* _WORK TO BE COMPLETED_: Retype the items below word for word, and leave the pictures out of your reply.

(Point-labeling examples)
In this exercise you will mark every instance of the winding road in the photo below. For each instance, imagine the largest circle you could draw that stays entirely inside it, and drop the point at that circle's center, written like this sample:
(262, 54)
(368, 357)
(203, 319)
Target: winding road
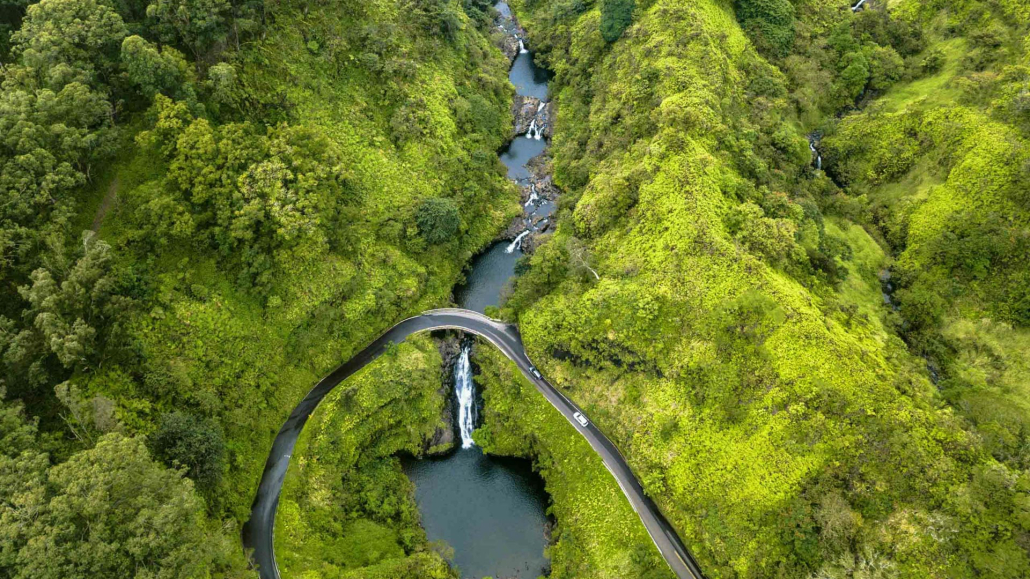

* _WRITTEN SOLUTION_:
In this exercise you will mark every instance of the winding road in the photo below. For each instance, imagine the largest circle you could draw that stays entirely inside it, and drop the point at that circle's center, written like this sample:
(262, 54)
(368, 357)
(203, 319)
Target: winding road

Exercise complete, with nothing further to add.